# Start of Input data

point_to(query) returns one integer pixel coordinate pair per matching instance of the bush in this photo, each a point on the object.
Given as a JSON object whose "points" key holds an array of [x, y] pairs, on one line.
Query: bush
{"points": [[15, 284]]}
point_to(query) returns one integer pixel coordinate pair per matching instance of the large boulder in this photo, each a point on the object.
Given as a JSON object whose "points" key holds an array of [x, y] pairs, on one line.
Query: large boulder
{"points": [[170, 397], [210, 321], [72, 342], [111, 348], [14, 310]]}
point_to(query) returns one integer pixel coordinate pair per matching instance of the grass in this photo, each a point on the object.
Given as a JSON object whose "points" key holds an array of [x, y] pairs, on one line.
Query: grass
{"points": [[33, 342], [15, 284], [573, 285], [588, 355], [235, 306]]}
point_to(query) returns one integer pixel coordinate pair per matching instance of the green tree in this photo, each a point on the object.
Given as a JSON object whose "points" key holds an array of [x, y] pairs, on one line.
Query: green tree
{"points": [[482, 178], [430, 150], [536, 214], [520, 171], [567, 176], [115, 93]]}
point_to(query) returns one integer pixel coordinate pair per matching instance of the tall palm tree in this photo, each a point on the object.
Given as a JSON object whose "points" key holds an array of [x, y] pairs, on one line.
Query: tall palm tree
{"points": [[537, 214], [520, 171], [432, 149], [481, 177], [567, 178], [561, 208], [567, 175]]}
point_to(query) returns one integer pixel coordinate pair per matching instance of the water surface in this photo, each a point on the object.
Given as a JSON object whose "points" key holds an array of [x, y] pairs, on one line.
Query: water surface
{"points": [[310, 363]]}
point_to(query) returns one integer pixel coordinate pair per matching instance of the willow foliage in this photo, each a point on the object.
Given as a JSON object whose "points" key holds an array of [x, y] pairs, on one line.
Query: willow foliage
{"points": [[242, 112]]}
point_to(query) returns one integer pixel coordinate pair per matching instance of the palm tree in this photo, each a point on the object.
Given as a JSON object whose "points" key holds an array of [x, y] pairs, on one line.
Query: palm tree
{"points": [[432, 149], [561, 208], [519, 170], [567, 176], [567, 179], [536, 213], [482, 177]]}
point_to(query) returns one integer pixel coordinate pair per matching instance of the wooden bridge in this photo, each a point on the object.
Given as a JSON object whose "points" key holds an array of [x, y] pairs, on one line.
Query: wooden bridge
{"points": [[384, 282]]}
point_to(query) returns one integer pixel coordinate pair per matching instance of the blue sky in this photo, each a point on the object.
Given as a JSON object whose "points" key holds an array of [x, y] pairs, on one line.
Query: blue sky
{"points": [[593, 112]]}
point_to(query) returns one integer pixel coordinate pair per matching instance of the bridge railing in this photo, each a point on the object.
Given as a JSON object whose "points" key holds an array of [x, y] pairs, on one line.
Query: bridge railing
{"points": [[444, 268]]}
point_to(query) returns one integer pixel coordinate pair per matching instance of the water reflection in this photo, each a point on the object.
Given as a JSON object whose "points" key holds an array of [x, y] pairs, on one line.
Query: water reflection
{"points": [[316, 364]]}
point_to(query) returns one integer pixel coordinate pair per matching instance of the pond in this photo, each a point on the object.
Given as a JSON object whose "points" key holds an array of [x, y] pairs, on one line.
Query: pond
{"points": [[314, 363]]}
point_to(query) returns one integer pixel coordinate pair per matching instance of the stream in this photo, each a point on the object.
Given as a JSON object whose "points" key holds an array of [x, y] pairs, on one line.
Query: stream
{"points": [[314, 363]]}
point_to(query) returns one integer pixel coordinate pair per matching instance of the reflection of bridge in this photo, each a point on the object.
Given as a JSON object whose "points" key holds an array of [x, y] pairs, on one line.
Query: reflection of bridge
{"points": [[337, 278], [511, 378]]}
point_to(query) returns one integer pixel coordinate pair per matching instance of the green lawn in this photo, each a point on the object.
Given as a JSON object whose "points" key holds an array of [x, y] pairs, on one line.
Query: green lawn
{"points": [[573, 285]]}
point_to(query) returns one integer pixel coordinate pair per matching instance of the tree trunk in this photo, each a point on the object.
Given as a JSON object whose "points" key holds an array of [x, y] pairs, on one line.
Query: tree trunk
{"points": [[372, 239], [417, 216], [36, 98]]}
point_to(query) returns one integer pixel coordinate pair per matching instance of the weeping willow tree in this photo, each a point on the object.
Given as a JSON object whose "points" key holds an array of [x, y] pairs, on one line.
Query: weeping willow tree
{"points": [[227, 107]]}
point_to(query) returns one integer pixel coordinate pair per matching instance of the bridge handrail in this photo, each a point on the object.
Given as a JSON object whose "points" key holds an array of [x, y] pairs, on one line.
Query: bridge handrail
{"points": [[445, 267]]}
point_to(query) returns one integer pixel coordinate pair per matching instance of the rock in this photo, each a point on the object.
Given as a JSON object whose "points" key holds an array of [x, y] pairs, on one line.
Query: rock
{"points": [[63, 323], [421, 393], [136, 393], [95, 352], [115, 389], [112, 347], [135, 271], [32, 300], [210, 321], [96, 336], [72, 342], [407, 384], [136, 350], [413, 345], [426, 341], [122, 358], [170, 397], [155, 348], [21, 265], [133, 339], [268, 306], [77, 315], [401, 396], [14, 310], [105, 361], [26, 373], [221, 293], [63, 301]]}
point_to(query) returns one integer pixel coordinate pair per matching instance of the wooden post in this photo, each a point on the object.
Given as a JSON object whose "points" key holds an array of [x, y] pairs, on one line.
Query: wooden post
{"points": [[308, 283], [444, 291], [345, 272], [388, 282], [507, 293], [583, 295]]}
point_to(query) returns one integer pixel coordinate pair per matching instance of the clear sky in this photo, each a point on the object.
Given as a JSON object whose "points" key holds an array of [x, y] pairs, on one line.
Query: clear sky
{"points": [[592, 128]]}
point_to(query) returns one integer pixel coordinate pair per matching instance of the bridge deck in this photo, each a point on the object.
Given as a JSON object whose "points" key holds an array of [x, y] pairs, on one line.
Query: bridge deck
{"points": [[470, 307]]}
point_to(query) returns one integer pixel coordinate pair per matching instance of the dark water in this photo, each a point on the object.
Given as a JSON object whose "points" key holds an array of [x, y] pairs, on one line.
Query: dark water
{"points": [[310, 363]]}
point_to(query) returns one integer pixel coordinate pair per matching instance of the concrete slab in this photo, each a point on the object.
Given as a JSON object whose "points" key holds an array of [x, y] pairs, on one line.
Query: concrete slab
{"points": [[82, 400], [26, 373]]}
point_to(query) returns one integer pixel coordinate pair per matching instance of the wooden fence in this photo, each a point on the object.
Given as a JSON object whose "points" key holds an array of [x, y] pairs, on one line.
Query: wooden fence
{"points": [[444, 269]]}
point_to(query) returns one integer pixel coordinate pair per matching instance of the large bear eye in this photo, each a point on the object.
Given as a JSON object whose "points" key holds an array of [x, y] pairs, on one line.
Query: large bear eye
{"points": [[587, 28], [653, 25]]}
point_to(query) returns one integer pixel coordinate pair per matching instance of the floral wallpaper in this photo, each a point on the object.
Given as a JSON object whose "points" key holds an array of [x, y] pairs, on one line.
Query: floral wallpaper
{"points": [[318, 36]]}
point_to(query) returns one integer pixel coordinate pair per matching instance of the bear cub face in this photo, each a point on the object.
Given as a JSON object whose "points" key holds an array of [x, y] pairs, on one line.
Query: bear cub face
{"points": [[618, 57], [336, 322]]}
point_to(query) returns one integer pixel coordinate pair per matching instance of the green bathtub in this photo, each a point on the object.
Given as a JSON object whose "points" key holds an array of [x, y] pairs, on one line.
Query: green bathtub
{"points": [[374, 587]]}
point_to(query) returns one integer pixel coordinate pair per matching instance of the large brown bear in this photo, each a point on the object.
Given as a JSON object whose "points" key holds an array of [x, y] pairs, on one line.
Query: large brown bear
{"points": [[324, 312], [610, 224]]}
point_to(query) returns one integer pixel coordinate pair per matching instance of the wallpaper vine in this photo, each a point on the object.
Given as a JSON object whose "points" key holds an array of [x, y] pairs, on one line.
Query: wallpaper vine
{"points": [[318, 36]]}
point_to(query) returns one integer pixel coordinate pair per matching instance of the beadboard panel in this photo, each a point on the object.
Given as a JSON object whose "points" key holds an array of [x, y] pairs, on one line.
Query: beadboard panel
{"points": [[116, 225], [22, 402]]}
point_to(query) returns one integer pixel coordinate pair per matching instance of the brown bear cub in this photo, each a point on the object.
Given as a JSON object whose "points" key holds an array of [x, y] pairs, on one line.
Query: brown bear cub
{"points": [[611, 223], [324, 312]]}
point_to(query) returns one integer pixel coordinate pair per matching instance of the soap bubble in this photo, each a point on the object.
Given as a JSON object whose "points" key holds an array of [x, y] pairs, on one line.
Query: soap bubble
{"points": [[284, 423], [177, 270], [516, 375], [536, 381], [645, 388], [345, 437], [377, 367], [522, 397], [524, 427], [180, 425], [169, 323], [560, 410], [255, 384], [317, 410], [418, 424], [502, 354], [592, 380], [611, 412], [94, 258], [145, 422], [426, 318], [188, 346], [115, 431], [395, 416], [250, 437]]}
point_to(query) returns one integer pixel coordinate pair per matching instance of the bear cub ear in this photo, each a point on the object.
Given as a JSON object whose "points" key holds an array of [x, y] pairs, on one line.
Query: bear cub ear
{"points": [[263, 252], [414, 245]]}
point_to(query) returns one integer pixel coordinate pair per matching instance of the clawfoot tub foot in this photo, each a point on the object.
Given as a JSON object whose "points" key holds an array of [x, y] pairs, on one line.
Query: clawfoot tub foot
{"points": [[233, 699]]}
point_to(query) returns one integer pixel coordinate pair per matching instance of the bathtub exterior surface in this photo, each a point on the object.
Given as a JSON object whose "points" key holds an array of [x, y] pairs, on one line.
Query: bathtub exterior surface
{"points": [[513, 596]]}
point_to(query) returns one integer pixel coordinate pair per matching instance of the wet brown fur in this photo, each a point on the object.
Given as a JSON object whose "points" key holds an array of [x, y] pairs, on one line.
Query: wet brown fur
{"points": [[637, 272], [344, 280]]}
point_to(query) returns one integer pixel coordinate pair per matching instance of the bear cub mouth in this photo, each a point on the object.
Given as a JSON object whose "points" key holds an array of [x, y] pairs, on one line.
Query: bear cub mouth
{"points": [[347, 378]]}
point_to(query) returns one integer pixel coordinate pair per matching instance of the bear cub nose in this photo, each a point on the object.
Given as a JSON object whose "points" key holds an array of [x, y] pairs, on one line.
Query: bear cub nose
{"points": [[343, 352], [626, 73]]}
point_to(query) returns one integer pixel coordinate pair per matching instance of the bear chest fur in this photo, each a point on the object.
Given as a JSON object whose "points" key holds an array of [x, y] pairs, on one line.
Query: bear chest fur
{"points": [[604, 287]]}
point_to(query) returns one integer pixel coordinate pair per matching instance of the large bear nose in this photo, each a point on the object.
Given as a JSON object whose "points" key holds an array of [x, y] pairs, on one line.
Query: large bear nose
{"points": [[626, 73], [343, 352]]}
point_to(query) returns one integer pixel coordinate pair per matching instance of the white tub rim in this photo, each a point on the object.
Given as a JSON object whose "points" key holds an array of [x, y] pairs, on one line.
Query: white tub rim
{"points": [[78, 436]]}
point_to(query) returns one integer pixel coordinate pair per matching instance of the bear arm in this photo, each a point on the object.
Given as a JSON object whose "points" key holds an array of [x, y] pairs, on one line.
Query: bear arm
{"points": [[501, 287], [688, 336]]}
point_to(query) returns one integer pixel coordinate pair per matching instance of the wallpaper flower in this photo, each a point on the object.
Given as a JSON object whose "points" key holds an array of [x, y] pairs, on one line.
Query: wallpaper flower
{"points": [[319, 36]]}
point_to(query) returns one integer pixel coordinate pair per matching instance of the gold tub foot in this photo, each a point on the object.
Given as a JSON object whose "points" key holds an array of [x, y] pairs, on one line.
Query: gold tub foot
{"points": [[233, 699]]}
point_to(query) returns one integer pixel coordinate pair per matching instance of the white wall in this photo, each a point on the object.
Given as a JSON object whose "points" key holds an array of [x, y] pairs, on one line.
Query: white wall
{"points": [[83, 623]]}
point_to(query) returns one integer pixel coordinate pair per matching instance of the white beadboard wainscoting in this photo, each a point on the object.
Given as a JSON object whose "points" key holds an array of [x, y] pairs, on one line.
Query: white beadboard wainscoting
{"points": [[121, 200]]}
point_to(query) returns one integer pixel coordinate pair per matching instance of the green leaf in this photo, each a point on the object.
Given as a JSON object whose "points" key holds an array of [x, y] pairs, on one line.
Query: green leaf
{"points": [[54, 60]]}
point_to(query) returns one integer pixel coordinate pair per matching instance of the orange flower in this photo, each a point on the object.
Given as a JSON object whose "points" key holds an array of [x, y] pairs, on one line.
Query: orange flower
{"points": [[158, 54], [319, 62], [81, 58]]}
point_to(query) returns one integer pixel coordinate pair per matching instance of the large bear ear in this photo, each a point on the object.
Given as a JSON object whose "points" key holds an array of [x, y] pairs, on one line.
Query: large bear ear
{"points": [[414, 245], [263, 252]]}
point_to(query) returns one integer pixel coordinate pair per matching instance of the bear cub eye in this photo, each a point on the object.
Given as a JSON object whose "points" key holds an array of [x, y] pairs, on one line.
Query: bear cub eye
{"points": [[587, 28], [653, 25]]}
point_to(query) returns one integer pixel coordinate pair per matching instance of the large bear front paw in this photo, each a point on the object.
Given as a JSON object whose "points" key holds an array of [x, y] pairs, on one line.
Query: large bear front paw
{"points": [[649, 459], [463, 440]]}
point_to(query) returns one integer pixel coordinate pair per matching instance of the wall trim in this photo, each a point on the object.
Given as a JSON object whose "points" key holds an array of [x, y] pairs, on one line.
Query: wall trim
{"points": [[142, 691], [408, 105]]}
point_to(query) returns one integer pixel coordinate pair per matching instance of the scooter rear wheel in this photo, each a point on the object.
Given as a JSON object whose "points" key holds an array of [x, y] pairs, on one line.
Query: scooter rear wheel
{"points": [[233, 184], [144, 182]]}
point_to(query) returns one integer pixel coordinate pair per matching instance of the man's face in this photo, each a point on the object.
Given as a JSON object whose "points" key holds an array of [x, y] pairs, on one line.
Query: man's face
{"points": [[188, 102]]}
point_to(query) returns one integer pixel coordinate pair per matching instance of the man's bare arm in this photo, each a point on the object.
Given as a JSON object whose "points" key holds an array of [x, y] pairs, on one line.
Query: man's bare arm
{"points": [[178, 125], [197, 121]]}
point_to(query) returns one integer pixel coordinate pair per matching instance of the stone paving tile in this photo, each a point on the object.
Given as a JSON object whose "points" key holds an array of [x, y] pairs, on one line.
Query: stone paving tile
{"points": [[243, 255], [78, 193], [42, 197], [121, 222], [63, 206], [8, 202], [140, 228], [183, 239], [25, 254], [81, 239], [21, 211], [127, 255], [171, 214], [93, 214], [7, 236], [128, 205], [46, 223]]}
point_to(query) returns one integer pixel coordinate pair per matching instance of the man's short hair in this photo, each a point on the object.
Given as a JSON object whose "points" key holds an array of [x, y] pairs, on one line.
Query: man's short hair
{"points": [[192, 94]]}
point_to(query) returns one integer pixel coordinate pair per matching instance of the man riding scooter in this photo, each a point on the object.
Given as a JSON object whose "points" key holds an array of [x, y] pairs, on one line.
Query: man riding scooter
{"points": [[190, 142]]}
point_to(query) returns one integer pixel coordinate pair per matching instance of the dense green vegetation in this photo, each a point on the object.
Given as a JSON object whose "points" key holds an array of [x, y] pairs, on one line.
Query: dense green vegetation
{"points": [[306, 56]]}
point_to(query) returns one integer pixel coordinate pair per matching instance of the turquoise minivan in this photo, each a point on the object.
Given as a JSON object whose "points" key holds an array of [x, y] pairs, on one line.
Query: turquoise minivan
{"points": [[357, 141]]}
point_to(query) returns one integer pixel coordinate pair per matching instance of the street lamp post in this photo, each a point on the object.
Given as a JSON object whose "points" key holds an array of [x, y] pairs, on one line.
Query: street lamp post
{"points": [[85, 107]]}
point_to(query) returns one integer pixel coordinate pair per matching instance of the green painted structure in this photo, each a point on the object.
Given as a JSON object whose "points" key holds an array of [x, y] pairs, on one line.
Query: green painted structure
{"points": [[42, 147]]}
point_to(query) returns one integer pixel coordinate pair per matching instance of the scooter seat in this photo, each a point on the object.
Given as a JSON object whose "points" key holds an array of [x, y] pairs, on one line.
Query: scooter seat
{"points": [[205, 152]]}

# End of Input data

• [Task requirements]: From the line that contains "of the street" to the last line of the material above, repeat every line exactly, keeping both the first and the last.

• [Exercise output]:
point_to(query) returns one integer pixel coordinate pair per matching instance of the street lamp post in this photo, each a point on the object.
Given as a JSON object whose "points" key holds an array of [x, y] pairs, on one line.
Query: street lamp post
{"points": [[85, 107]]}
point_to(query) returns one integer pixel coordinate pair per matching instance of the green painted structure in this photo, each a point on the object.
Given as a JSON object whose "points" key holds an array of [x, y] pairs, on one line.
Query: green painted structure
{"points": [[42, 147]]}
point_to(query) returns one integer pixel coordinate pair per matching instance of the scooter seat in this photo, each a point on the object.
Given as a JSON object whose "points" key holds an array of [x, y] pairs, on one line.
Query: scooter seat
{"points": [[205, 152]]}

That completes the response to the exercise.